» Data to process
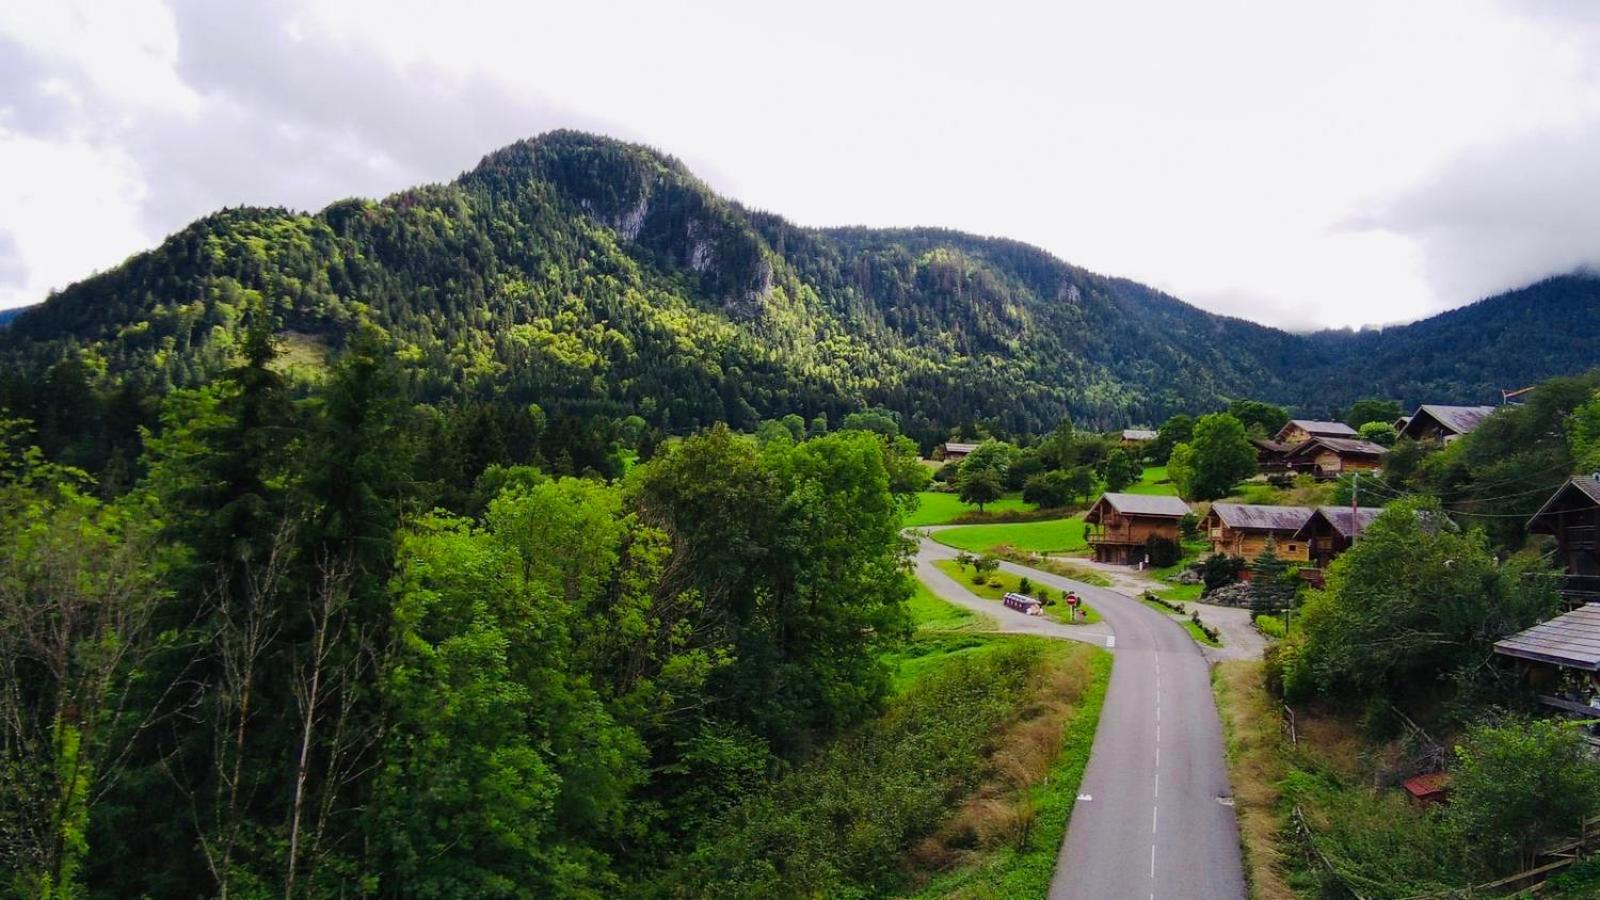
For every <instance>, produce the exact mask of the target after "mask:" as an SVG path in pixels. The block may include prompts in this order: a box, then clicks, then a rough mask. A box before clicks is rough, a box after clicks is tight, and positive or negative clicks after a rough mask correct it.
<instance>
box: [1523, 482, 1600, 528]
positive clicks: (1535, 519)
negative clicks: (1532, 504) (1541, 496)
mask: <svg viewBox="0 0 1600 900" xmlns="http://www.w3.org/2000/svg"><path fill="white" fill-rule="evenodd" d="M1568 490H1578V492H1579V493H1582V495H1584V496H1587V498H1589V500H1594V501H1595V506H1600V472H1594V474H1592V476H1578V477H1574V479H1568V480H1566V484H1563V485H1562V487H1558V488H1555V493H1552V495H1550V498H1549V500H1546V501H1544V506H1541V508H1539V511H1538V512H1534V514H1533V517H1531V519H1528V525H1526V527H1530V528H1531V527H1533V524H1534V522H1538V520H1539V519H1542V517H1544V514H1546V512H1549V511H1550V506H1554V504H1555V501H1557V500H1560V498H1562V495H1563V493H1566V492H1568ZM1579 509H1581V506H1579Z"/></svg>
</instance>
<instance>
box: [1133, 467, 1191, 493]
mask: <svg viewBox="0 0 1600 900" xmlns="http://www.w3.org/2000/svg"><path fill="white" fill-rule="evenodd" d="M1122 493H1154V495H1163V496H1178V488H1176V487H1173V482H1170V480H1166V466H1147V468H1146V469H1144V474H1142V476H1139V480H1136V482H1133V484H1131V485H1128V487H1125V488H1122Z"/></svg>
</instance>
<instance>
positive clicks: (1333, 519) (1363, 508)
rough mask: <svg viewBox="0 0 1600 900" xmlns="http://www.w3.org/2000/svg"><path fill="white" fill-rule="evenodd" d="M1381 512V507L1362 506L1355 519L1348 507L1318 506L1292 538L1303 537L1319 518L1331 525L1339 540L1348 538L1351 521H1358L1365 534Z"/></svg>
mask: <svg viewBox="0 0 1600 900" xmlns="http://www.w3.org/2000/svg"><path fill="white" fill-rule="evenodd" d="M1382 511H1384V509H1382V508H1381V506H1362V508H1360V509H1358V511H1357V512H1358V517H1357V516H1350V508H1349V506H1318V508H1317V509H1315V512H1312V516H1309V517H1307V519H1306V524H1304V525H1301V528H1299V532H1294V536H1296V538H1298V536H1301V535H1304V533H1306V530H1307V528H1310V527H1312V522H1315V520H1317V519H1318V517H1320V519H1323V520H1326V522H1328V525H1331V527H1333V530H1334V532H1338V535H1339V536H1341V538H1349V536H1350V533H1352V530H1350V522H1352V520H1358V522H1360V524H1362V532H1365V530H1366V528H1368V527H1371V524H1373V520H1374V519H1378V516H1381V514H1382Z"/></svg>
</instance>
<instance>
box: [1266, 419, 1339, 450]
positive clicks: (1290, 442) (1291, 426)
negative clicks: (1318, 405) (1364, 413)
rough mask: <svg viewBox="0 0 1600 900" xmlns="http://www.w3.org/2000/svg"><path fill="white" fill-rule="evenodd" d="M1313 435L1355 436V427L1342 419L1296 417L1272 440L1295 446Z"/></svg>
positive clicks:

» Requirement
Considering each line of the material above, count those with the word "positive" and give only the number.

» Solution for this problem
5